-- Task description --
Rewrite all the lines of the records below and leave out the pictures. Multiply each coordinate in the answers by 2.05 and round to whole numbers, with halves going up.

-- Supplied data --
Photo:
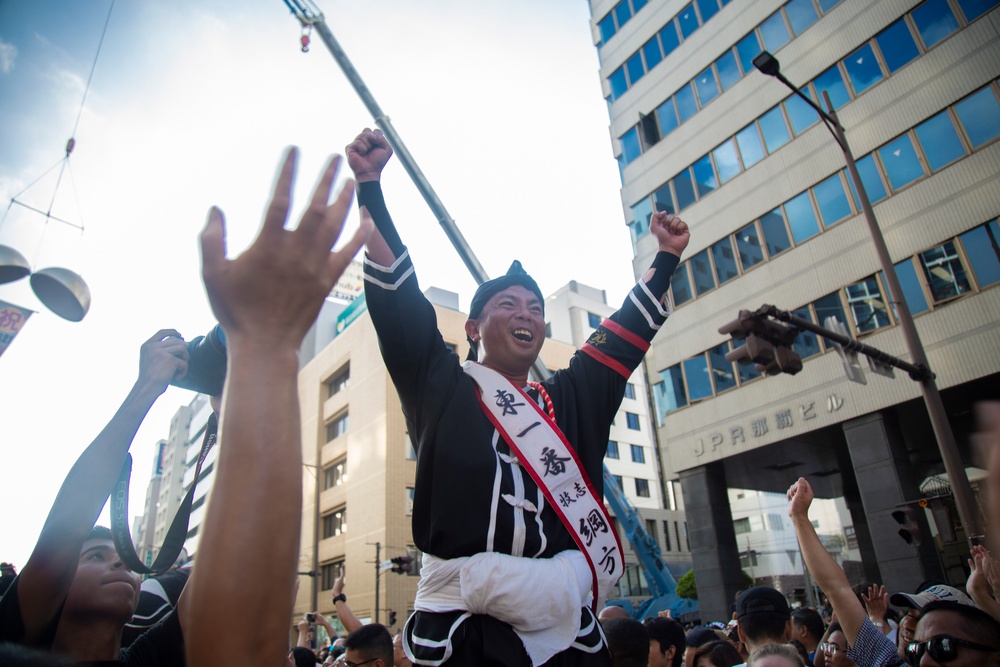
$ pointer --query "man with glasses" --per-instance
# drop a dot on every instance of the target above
(369, 645)
(952, 630)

-- Exercise answer --
Photo:
$ pointer --query "man with glasses" --per-instance
# drop a dot on every instance of the target above
(756, 1322)
(1952, 1292)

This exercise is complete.